Task material:

- - -

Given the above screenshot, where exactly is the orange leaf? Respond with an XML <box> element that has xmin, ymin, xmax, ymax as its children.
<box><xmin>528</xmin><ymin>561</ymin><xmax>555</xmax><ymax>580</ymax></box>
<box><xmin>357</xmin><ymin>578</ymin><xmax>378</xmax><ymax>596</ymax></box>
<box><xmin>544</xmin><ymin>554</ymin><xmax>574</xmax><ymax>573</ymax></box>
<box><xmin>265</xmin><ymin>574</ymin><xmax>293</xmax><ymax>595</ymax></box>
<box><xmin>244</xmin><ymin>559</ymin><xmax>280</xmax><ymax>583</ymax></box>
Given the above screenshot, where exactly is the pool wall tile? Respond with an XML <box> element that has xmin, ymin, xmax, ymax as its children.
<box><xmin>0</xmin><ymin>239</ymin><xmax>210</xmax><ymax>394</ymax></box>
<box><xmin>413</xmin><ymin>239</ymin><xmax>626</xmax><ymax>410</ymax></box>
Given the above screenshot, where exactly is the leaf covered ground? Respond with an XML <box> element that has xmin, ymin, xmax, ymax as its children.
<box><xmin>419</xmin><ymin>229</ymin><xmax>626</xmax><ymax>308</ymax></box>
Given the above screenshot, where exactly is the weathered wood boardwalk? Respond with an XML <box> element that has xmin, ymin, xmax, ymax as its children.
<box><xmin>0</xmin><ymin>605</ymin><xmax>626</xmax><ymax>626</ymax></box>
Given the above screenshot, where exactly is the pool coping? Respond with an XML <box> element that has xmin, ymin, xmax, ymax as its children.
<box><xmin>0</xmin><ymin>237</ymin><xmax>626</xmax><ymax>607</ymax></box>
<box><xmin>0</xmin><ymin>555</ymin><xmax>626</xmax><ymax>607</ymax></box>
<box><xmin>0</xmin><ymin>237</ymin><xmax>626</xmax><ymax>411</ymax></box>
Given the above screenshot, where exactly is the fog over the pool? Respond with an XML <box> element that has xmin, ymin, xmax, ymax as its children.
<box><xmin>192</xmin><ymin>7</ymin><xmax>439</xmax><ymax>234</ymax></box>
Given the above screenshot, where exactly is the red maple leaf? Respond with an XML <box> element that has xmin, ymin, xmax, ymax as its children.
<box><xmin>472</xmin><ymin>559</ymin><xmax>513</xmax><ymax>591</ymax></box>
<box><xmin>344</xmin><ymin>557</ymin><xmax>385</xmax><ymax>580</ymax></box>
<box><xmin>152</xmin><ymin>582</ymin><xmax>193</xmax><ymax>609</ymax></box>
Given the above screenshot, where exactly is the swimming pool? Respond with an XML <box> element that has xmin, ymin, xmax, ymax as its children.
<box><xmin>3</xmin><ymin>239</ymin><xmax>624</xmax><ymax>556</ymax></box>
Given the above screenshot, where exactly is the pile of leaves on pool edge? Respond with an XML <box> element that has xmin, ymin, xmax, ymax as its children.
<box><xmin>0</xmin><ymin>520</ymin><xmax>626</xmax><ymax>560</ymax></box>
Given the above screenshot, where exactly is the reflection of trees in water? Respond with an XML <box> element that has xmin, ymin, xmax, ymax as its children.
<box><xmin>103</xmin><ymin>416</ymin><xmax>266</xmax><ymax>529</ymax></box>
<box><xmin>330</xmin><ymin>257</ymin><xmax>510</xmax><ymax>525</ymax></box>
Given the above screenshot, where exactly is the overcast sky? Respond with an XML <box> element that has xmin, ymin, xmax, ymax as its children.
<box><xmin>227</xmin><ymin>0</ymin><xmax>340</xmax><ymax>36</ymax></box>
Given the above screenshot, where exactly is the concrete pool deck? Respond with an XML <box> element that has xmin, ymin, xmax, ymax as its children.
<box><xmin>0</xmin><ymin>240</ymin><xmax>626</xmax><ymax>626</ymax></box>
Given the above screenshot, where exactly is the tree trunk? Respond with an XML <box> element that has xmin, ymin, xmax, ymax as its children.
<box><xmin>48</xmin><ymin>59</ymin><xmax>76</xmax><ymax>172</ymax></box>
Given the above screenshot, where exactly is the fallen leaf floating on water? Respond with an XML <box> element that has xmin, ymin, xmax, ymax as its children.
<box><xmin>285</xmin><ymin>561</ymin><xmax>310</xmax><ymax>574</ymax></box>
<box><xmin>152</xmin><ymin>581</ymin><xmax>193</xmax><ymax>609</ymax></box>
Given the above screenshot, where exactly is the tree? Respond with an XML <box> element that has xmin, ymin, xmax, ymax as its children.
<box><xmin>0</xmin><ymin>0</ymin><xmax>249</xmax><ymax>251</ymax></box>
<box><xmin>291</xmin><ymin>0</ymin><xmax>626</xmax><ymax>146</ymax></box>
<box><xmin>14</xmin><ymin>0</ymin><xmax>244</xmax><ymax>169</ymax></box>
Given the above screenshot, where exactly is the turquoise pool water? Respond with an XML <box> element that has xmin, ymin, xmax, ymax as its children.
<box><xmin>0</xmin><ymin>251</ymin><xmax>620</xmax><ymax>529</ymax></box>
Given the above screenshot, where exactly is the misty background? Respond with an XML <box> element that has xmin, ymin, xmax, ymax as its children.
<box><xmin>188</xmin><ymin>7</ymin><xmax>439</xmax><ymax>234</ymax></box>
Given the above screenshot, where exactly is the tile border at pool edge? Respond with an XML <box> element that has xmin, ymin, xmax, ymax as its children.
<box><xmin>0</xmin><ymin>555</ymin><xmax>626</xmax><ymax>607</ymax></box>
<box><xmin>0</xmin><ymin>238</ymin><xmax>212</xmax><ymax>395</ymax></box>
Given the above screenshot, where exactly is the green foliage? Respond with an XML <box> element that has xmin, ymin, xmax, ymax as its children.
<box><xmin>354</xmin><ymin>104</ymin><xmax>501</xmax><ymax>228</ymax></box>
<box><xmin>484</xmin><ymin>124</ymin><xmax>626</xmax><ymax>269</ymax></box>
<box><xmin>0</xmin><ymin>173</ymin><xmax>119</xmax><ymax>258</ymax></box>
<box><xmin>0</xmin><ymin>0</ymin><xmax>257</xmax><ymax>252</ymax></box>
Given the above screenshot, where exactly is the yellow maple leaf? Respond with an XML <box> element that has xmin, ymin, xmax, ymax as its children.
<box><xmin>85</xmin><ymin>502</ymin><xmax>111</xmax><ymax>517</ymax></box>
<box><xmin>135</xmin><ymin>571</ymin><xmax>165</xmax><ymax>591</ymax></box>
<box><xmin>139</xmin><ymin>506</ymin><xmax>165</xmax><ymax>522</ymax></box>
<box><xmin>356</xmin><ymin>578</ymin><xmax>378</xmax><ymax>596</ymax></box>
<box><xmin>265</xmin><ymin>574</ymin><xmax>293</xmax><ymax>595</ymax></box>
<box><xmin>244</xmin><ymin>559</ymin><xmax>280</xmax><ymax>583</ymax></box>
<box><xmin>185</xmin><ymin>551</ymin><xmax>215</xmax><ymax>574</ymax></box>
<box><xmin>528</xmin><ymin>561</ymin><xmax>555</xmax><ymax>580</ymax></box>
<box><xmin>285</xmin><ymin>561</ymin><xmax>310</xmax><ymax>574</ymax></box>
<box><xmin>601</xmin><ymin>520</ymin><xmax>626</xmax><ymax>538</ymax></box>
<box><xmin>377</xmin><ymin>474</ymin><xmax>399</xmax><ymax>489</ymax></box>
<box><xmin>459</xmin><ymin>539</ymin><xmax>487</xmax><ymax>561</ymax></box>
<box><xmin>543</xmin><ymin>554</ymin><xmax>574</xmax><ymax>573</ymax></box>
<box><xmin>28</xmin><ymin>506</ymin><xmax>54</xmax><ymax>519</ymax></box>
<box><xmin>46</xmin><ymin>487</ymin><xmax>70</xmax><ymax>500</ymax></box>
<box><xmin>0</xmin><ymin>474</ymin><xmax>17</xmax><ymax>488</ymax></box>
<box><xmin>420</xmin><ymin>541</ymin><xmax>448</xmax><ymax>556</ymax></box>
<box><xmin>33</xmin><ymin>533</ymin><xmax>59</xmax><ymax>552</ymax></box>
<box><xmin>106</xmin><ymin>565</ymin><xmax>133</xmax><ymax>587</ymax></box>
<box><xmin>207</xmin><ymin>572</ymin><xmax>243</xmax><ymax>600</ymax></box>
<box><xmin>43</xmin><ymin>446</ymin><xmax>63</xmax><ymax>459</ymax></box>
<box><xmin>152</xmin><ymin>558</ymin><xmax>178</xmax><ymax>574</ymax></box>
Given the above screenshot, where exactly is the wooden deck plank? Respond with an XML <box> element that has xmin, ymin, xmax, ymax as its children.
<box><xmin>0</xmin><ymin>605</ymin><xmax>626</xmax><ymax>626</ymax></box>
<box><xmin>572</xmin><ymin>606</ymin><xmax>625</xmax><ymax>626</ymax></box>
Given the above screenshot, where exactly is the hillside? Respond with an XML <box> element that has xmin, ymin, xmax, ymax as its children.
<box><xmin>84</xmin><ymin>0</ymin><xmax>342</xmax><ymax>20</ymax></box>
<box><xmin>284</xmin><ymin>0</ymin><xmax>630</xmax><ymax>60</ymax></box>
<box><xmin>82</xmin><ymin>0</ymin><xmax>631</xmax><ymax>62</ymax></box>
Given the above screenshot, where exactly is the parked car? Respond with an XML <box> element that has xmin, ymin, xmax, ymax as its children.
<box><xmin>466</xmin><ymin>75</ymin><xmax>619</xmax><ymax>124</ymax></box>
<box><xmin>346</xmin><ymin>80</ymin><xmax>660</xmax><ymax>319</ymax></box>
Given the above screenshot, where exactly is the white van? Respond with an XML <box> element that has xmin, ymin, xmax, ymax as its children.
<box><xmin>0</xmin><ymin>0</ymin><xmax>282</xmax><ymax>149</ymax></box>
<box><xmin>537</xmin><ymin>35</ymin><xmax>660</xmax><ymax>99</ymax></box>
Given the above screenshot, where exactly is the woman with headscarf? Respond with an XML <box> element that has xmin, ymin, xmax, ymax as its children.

- - -

What this task involves: Repeat only the stretch of lines that begins at the line containing "Given the above screenshot, where exactly is the hillside?" and ends at the last line above, both included.

Solution to this exercise:
Given the above screenshot, where exactly is the hillside? Respond with an XML <box> element that has xmin, ymin, xmax, ymax as its children.
<box><xmin>84</xmin><ymin>0</ymin><xmax>342</xmax><ymax>20</ymax></box>
<box><xmin>284</xmin><ymin>0</ymin><xmax>630</xmax><ymax>60</ymax></box>
<box><xmin>82</xmin><ymin>0</ymin><xmax>631</xmax><ymax>62</ymax></box>
Given the above screenshot, where exactly is the parked car? Respond with an XML <box> element that has xmin, ymin, xmax, ymax as its children.
<box><xmin>466</xmin><ymin>75</ymin><xmax>619</xmax><ymax>124</ymax></box>
<box><xmin>346</xmin><ymin>80</ymin><xmax>660</xmax><ymax>319</ymax></box>
Given the above screenshot, where exactly is the white van? Respond with an XML <box> element that has xmin, ymin, xmax, ymax as its children.
<box><xmin>0</xmin><ymin>0</ymin><xmax>282</xmax><ymax>149</ymax></box>
<box><xmin>537</xmin><ymin>35</ymin><xmax>660</xmax><ymax>99</ymax></box>
Given the above screenshot, where exactly is the woman with headscarf? Respond with an XML <box> element that has xmin, ymin, xmax, ymax as its children.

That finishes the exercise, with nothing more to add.